▶ [Provided text]:
^^^^

1

I have encountered an issue on a managed/cloud SQL where an instance has unexpectedly (also, outside the maintenance window set) entered maintenance mode and has remained unavailable for more than 10 hours.

Some details follow:

  • Second generation MySQL with the size of database around 180 gigs;

  • CPU usage is low, connection count low too;

  • connections seem to be accepted but then rejected immediately with: ERROR 2013 (HY000): Lost connection to MySQL server at 'reading initial communication packet', system error: 2

  • It is not possible to stop/restart nor edit the instance (as it is in maintenance mode). Most of the controls on google cloud console page for this SQL instance are disabled.

  • Seems like the nightly backup which has been skipped the night it went to maintenance mode

  • Mysql logs don't show anything suspicious, i.e. page_cleaner runs (but I am not an expert in parsing mysql logs)

Another thing that is suspicious is the size of the database "did not get a cut", which it seems to get regularly every night, -- probably because of a skipped cleanup of binary logs?

^^^^

▶ [Provided material]:
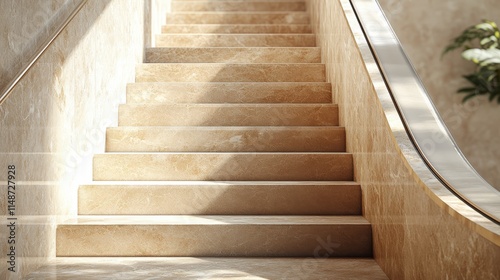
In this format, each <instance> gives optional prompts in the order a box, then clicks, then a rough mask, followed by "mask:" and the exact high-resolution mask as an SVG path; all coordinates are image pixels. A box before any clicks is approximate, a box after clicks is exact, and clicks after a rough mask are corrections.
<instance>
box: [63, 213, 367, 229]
mask: <svg viewBox="0 0 500 280" xmlns="http://www.w3.org/2000/svg"><path fill="white" fill-rule="evenodd" d="M332 224H335V225H355V226H370V223H369V222H368V221H367V220H366V219H365V218H364V217H363V216H309V215H306V216H299V215H294V216H284V215H248V216H246V215H92V216H85V215H80V216H78V217H76V218H72V219H69V220H66V221H64V222H63V223H61V224H59V227H64V226H87V225H131V226H132V225H332Z"/></svg>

^^^^

Continue the post above about the cloud MySQL instance stuck in maintenance mode, picking up right after its last sentence.

▶ [Response box]:
This serverfault post could be related to my issue but I am not sure. What I don't like is that the solution there is to drop the database and create it a-new. That is not an option for us as we have production data and a backup was skipped due to this issue for a backlog of one day already. - https://stackoverflow.com/questions/49424706/google-cloud-sql-instance-always-in-maintenance-status-binary-logs-issue

razzmatazz
  • 11
  • 2
  • The issue has been resolved by google tech support. Basically there has been an unscheduled (outside of maintenance window) update that for some reason has crashed/disabled our database instance. Took a really long time and stress (as this was a production database) to resolve. – razzmatazz Dec 17 '18 at 17:11

1 Answers1

2

The issue has been resolved by google tech support. Basically there has been an unscheduled (outside of maintenance window) update that for some reason has crashed/disabled our database instance. Took a really long time and stress (as this was a production database) to resolve.

Posted as answer the OP comment, to prevent community bumping as it's resolved.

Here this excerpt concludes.